Selected excerpt
*** Begin section ***

Your Sleep Posture Helps Fight Brain Disease
Like most of us, when you go to sleep at night, you just want to hit the pillow and stay there until the alarm clock rings the next morning. But, there’s some new research that says how you sleep at night could lower your risk for getting certain brain diseases associated with getting older. Let me tell you about this 1 simple thing you can do to protect your future brain health.
Keep Your Brain Healthy: Change Your Sleep Position
How do you sleep at night? Even though I hope that you get a good night’s sleep, what I really mean is what position do you sleep in? Are you a back sleeper? A stomach sleeper? Or do you sleep on either of your sides?
In the past, not much was known about what the consequences of your sleep position was. It was generally thought that it was just important to get a good night’s sleep period, no matter what position you achieved it in.
But now, things have changed. Researchers out of Stony Brook University in New York have learned something amazing about why sleeping on your side may be more beneficial, especially as you get older.
You may not realize this, but when you go to sleep at night, your mind may be off in dreamland, but your physical body opens up its clean and repair shop. Sleep is a time when your body cleans itself of toxins incurred during the day. It’s also a time when it attempts to heal itself on the cellular level. Every major organ system, tissue, cell of your body undergoes a pretty miraculous transformation.
Sleep is when your body tries to heal any injury you may have from pulled muscles, wounds, broken bones, infections, etc. It also is a time when it just performs routine maintenance so that your DNA can continue to replicate normally. Other than just making you feel and look better the next day, physical healing is the real reason you need to get a good night’s sleep.
Your brain is a big part of that nightly repair system. During sleep, your brain actually bathes itself in fluids from both your lymphatic system and your cerebrospinal fluids. Doing this helps float away dangerous toxins that you were exposed to during the day. Research shows that Parkinson’s disease can develop from chronic exposure to toxins, both environmental and personal (smoking, using aerosolized chemicals, recreational drugs, alcohol, etc).
This brain bathing procedure also helps prevents the buildup of tau proteins that are associated with the development of Alzheimer’s and other degenerative neurologic diseases. Your other major organs go through a similar procedure using your lymphatic system to cleanse toxic wastes from them as well.
Until recently, though, it was unknown how much your sleep position facilitated your brain’s nightly cleaning process. But, using MRI (magnetic resonance imaging) scanning of the brain during sleep revealed how sleeping in the side position actually sped up and increased the brain bathing procedure.
The MRI documented the onset of when cerebrospinal fluid (CSF) started to filter through the brain and when it exchanged with the brain’s internal fluids (ISF). It was noted that in the side sleep position, the exchange filtration rates between these 2 types of fluids was greatest.
So, what about people who sleep on their back or stomachs? Are they doomed to develop neurologic disease in the future?

*** End section ***

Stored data
*** Begin section ***

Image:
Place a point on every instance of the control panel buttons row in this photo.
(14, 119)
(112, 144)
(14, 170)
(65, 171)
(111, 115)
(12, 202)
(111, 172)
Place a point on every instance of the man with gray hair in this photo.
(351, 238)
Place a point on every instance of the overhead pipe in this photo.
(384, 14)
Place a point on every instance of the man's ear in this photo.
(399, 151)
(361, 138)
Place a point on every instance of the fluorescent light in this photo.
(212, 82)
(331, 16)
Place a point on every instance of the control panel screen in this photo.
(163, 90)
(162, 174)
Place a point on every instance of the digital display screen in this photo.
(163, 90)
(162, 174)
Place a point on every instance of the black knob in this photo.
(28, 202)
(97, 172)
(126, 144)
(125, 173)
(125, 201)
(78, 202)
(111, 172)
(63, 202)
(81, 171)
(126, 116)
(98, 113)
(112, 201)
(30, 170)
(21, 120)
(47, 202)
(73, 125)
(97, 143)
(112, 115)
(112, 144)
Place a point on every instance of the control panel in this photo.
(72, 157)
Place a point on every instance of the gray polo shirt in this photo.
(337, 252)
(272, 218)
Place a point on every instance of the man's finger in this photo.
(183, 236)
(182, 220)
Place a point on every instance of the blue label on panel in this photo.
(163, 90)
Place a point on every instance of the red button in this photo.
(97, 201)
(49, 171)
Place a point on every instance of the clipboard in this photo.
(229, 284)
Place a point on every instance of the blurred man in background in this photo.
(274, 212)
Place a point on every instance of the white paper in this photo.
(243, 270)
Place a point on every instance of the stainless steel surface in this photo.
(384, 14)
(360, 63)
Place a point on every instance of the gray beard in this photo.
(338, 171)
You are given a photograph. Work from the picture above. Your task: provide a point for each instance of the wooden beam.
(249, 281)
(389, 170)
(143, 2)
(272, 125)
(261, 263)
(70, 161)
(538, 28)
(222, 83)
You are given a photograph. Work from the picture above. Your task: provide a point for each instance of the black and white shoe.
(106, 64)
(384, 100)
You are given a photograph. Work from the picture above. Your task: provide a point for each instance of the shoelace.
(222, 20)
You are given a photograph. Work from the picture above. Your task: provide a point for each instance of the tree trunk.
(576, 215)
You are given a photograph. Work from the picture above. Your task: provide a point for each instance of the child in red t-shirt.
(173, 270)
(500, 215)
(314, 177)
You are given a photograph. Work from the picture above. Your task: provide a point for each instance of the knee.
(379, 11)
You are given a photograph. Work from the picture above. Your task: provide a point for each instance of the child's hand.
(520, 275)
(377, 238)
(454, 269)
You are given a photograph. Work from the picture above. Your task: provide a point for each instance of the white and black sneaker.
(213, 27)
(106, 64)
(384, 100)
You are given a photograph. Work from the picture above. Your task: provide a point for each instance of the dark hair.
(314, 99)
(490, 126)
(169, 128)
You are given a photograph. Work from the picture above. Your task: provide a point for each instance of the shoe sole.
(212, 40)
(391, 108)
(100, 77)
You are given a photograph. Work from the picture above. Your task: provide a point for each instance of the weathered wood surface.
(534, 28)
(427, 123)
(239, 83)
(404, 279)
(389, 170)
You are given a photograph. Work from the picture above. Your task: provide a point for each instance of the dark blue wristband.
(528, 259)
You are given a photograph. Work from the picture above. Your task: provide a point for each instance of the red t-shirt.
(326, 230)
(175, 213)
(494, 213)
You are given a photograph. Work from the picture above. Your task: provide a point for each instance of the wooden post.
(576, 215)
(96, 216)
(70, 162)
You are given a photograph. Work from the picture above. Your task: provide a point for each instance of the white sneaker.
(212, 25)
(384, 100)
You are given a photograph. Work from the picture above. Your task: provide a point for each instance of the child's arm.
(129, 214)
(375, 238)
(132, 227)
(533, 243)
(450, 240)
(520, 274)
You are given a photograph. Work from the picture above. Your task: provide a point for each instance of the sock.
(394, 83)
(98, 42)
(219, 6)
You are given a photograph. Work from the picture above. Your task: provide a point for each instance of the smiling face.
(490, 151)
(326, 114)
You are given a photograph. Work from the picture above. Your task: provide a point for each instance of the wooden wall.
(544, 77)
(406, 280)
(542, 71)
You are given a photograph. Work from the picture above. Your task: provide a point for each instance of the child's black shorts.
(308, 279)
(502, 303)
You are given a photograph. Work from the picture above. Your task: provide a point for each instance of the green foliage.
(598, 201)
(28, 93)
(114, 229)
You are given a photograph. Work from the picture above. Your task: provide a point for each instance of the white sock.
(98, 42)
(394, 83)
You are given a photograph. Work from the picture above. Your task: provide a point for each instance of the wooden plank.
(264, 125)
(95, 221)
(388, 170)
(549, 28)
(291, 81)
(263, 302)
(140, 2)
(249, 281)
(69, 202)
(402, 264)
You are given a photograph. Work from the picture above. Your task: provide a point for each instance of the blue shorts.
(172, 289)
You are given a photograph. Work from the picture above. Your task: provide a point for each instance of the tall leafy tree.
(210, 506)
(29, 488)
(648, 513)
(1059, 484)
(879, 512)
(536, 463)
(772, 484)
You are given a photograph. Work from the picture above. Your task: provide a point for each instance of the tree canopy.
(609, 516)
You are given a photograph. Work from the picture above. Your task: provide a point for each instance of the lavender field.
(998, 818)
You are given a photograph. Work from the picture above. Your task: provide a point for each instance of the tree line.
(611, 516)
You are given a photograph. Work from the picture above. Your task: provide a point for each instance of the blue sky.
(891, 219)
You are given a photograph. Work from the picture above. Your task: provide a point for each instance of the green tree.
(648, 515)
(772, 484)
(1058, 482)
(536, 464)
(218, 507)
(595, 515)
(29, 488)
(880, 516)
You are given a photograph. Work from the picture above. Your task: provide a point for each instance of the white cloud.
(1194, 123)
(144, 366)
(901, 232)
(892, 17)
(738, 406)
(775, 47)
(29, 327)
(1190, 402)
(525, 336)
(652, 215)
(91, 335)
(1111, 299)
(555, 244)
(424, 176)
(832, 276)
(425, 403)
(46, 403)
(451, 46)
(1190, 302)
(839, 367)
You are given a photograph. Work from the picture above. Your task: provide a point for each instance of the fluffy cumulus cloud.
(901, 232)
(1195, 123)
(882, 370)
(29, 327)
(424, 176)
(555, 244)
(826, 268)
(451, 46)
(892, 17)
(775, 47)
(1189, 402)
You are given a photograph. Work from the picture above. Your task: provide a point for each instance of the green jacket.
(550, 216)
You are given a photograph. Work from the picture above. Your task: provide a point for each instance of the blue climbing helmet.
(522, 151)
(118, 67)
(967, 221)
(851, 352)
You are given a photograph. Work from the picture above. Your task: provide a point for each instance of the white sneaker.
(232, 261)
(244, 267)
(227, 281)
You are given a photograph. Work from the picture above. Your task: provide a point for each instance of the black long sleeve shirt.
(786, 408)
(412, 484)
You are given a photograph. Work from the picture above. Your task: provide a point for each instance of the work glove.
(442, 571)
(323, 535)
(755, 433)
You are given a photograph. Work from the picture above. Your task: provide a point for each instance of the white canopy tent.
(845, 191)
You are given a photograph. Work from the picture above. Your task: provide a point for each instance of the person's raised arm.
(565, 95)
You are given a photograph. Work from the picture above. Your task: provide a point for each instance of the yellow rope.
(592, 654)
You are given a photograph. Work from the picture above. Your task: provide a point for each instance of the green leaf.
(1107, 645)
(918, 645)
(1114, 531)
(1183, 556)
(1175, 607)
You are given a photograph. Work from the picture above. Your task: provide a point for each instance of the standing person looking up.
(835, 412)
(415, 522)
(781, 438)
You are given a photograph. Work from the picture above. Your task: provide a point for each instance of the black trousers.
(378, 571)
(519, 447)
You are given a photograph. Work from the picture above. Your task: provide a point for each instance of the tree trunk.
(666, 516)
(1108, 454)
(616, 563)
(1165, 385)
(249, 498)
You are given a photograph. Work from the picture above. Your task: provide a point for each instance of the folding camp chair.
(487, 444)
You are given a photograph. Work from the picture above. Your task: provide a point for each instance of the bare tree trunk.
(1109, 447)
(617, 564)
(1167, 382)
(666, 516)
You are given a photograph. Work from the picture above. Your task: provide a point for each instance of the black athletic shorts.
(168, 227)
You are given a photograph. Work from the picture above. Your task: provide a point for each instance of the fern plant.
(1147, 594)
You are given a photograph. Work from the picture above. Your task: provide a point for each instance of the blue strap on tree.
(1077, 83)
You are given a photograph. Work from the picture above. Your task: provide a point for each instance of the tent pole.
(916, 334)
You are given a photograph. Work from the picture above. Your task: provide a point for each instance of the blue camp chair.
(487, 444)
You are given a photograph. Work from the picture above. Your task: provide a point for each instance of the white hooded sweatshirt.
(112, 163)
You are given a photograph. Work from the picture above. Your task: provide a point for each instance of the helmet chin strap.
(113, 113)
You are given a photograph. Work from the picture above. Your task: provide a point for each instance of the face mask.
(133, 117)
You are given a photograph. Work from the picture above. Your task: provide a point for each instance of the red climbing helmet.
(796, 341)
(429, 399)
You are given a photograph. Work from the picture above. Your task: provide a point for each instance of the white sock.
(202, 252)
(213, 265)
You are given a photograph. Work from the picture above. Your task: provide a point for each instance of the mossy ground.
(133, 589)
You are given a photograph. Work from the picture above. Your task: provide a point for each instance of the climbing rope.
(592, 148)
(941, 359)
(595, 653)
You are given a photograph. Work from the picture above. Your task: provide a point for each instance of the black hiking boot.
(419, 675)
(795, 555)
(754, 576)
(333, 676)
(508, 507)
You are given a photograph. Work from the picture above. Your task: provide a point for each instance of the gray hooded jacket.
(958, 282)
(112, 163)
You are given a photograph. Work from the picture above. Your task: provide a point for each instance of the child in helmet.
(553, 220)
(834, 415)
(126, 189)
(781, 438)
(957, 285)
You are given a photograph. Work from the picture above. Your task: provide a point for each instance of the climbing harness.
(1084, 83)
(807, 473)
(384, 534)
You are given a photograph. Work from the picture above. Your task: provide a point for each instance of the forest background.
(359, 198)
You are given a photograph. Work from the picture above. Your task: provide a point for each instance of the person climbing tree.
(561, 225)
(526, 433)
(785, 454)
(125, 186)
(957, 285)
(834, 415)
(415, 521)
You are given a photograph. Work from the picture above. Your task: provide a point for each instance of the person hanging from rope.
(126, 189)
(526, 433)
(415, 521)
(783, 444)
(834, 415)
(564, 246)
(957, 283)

*** End section ***

Your instructions
Copy the sleep position article starting at "In the past, not" and ending at "achieved it in.", replacing "consequences" with "effects". The stored data stands apart from the sleep position article.

Solution to the exercise
In the past, not much was known about what the effects of your sleep position was. It was generally thought that it was just important to get a good night’s sleep period, no matter what position you achieved it in.